▶ [EXERCISE AIM] Copy out, character for character, the rows from the line containing "Exercise. Mark the blue medical" through the line containing "<point>1319,229</point>", both end lines included. Output only those lines.

▶ [RECORDS]
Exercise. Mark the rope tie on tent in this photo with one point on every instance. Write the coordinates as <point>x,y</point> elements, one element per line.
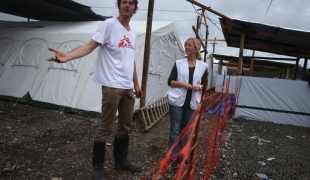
<point>205,134</point>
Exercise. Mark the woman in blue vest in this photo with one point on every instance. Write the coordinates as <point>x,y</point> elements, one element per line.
<point>185,81</point>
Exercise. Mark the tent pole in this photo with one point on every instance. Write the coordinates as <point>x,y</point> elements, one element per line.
<point>240,64</point>
<point>305,69</point>
<point>147,48</point>
<point>296,68</point>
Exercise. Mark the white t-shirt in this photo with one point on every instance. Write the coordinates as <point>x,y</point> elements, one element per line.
<point>115,59</point>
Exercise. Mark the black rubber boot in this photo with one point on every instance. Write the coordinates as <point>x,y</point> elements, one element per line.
<point>98,160</point>
<point>120,156</point>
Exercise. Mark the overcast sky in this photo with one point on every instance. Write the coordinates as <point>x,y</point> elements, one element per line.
<point>294,14</point>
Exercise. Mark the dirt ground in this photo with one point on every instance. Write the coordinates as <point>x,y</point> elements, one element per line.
<point>39,143</point>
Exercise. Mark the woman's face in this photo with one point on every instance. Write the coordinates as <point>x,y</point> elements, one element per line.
<point>190,48</point>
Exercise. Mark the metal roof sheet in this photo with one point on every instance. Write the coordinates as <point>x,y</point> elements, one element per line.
<point>266,38</point>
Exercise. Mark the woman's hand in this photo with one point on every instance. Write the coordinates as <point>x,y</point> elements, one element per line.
<point>188,86</point>
<point>197,87</point>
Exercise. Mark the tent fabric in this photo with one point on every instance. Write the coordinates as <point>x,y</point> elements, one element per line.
<point>24,68</point>
<point>267,99</point>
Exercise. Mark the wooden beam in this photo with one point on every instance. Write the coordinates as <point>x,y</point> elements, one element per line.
<point>305,69</point>
<point>252,64</point>
<point>296,68</point>
<point>208,9</point>
<point>147,47</point>
<point>240,64</point>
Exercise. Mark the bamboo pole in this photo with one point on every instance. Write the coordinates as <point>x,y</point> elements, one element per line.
<point>147,48</point>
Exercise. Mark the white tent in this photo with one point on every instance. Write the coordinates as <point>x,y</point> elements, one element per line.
<point>24,69</point>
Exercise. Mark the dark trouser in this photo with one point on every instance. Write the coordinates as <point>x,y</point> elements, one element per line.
<point>179,118</point>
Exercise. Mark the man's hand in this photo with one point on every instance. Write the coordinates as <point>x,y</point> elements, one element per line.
<point>138,92</point>
<point>59,56</point>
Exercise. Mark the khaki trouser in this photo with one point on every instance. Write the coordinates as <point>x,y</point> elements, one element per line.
<point>114,99</point>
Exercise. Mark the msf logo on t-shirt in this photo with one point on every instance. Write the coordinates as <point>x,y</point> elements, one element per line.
<point>125,43</point>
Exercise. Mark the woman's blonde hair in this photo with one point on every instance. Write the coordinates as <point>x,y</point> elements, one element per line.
<point>197,46</point>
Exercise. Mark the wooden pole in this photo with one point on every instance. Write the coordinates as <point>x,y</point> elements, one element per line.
<point>252,63</point>
<point>240,64</point>
<point>208,9</point>
<point>287,72</point>
<point>147,48</point>
<point>296,68</point>
<point>304,69</point>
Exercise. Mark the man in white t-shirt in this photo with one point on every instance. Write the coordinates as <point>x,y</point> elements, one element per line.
<point>116,72</point>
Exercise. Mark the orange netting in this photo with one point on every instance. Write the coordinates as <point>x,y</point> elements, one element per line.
<point>205,136</point>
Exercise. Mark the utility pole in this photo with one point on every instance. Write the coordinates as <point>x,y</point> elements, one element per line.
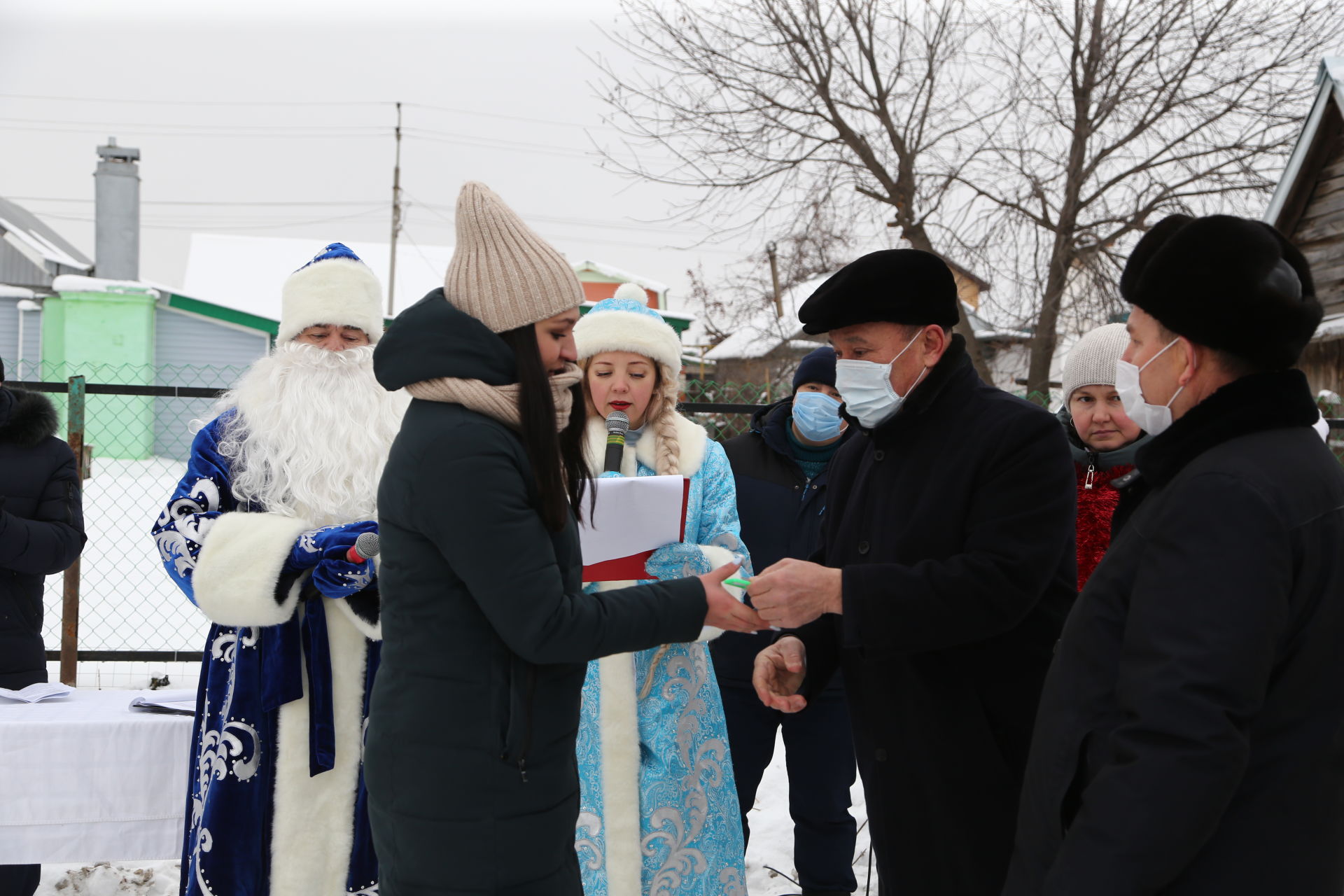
<point>397,213</point>
<point>774,279</point>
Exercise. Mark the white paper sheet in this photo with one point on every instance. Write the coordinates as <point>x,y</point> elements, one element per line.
<point>179,701</point>
<point>33,694</point>
<point>632,514</point>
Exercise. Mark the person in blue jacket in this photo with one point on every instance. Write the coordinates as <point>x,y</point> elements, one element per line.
<point>780,468</point>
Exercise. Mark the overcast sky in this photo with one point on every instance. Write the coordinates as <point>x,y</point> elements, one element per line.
<point>288,102</point>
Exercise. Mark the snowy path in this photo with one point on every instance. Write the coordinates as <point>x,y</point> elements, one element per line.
<point>772,844</point>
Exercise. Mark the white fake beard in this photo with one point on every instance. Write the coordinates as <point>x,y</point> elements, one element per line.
<point>312,433</point>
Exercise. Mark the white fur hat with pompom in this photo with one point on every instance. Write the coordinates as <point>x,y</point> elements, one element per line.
<point>626,324</point>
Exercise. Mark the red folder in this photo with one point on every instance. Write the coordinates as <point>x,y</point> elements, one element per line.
<point>632,566</point>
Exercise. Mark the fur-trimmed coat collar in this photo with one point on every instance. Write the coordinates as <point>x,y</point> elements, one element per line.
<point>26,418</point>
<point>691,442</point>
<point>1250,405</point>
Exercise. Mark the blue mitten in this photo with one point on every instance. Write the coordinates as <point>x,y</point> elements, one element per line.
<point>337,578</point>
<point>678,562</point>
<point>326,551</point>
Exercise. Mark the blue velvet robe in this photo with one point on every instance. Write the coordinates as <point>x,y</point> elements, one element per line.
<point>248,675</point>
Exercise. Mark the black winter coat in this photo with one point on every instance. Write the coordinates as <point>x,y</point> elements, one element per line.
<point>953,524</point>
<point>781,517</point>
<point>41,527</point>
<point>470,769</point>
<point>1191,732</point>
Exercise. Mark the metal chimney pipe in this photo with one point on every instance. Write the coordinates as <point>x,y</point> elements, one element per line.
<point>118,213</point>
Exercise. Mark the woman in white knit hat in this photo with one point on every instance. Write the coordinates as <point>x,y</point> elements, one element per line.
<point>487,631</point>
<point>659,802</point>
<point>1101,435</point>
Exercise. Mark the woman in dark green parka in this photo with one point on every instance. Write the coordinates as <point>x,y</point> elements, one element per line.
<point>470,761</point>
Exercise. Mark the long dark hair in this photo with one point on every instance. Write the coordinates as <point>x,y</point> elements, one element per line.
<point>556,457</point>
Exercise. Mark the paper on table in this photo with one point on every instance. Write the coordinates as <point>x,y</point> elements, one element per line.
<point>41,691</point>
<point>632,514</point>
<point>179,701</point>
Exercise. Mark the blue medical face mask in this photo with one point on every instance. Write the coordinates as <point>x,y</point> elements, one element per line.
<point>818,416</point>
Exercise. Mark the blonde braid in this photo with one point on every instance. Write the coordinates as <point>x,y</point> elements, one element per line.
<point>667,460</point>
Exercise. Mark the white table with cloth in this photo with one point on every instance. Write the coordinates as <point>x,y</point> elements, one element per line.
<point>86,778</point>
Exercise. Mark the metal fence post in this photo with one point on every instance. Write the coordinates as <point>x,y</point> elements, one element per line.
<point>70,603</point>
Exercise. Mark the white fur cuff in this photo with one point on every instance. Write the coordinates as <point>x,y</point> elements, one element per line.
<point>239,568</point>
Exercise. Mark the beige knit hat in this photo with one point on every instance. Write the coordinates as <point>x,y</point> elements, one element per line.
<point>1092,362</point>
<point>503,274</point>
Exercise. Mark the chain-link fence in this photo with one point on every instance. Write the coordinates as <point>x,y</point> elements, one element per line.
<point>137,431</point>
<point>137,426</point>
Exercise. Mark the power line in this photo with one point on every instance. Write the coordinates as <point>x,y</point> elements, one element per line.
<point>136,132</point>
<point>204,102</point>
<point>185,127</point>
<point>191,202</point>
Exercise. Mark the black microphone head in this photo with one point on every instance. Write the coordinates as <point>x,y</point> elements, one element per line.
<point>366,545</point>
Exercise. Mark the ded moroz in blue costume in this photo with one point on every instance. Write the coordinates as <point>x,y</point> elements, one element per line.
<point>255,535</point>
<point>659,811</point>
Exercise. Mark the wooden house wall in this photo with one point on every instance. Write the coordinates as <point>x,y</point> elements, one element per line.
<point>1319,229</point>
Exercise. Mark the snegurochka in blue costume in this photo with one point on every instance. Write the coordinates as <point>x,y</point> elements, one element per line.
<point>257,535</point>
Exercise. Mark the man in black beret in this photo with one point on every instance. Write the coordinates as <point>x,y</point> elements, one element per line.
<point>1190,731</point>
<point>944,578</point>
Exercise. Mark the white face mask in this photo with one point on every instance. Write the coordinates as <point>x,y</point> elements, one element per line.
<point>1151,418</point>
<point>867,391</point>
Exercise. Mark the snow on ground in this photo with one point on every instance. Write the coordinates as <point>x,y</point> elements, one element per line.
<point>772,846</point>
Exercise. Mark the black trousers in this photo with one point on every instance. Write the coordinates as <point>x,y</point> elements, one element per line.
<point>19,880</point>
<point>819,755</point>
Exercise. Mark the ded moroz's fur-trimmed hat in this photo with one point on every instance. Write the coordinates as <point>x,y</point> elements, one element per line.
<point>894,285</point>
<point>335,288</point>
<point>1231,284</point>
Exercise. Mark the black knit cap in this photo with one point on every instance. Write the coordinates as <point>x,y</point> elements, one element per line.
<point>1231,284</point>
<point>895,285</point>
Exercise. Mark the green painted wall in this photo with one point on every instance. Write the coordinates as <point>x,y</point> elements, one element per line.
<point>106,337</point>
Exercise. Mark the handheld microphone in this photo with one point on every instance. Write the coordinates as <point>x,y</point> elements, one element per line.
<point>617,424</point>
<point>365,547</point>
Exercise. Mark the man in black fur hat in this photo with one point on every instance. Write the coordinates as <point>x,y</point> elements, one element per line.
<point>41,533</point>
<point>1190,731</point>
<point>944,578</point>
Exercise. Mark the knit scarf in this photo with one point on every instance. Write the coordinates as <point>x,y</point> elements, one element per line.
<point>499,402</point>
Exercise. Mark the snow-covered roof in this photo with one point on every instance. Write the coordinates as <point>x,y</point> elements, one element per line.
<point>38,242</point>
<point>81,284</point>
<point>762,331</point>
<point>1329,330</point>
<point>1329,80</point>
<point>622,276</point>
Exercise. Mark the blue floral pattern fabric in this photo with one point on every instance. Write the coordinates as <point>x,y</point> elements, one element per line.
<point>248,673</point>
<point>690,822</point>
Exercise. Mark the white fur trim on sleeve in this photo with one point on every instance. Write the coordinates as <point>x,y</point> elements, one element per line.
<point>718,556</point>
<point>239,568</point>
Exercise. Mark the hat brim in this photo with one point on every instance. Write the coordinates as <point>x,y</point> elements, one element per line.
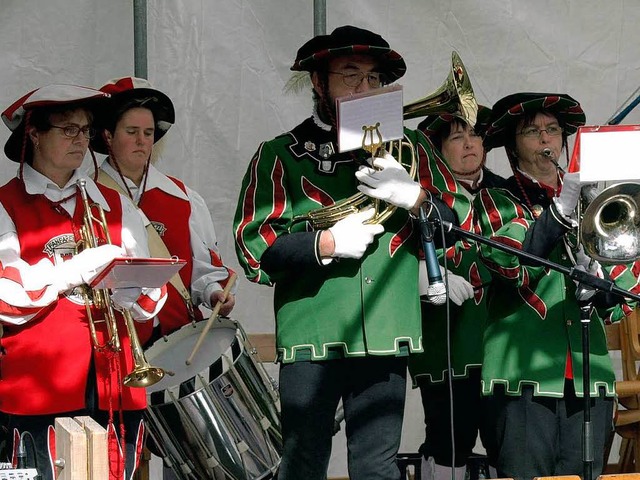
<point>508,111</point>
<point>13,146</point>
<point>160,105</point>
<point>392,65</point>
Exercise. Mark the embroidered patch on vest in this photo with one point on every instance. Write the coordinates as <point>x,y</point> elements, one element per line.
<point>159,227</point>
<point>60,248</point>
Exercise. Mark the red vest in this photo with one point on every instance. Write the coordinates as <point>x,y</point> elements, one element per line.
<point>46,363</point>
<point>170,217</point>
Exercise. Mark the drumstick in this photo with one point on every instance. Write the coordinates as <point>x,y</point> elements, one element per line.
<point>214,315</point>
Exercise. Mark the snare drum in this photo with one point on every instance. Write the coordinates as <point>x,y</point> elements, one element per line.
<point>218,418</point>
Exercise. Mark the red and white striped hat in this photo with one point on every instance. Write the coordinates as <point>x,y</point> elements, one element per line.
<point>47,96</point>
<point>138,90</point>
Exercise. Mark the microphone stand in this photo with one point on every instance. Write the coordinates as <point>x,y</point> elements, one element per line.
<point>584,278</point>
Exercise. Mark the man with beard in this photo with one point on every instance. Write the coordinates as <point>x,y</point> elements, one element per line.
<point>346,297</point>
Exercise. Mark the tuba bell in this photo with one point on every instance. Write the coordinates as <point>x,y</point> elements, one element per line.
<point>610,225</point>
<point>455,96</point>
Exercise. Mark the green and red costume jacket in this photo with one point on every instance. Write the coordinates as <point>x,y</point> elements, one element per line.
<point>467,322</point>
<point>533,335</point>
<point>349,307</point>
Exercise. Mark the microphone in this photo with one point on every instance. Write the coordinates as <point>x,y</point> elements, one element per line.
<point>436,292</point>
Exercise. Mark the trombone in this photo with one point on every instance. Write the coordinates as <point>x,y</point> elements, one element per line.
<point>143,374</point>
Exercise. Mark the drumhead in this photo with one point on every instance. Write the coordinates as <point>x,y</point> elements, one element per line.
<point>171,353</point>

▶ [RESULT BELOW]
Exercise. Mark the blue medical face mask in this photo with one point on every instance. Write the coordinates as <point>x,y</point> elements, one element per line.
<point>818,416</point>
Exercise. Mark the blonde braid in this photo with one point on every instance. Write the coordinates as <point>x,y</point> elements, one element per line.
<point>667,460</point>
Exercise. Mark the white table with cloth in this photo with one point on every instance. Write the coordinates as <point>x,y</point> elements, one element per line.
<point>86,778</point>
Exercise. Mark the metal fence post in this photo with one point on every instance. Write the coordinates as <point>x,y</point> elements, one element per line.
<point>70,603</point>
Exercise. Mark the white fur cuff in this photo with one point on every instance. Write the coordinates as <point>x,y</point> elements, one element per line.
<point>239,568</point>
Exercise. Mark the beige knit hat in this photo with one point on every instance. Write the coordinates as <point>x,y</point> elements, one element per line.
<point>1092,362</point>
<point>503,274</point>
Exercise. Mark the chain-link fence in this photo with one point on every instance. Write the coordinates as <point>x,y</point> elements, one element per line.
<point>137,431</point>
<point>137,426</point>
Exercise. Mark the power line in this photo with one point on every instance. Write the coordinates as <point>x,y</point> elements, one element per line.
<point>136,132</point>
<point>204,102</point>
<point>185,127</point>
<point>191,202</point>
Exercise. Mark the black microphone head in this photo with one point on every instance. Write the coordinates as <point>x,y</point> elements, one element per line.
<point>366,545</point>
Exercise. Mark the ded moroz in blue costume in this photo with one point on every instance. Write the coordinates as <point>x,y</point> elements, one element per line.
<point>255,535</point>
<point>659,811</point>
Exercise. Mark the wooden house wall in this photo with one point on every instance. Write the coordinates as <point>x,y</point> elements, one element per line.
<point>1319,229</point>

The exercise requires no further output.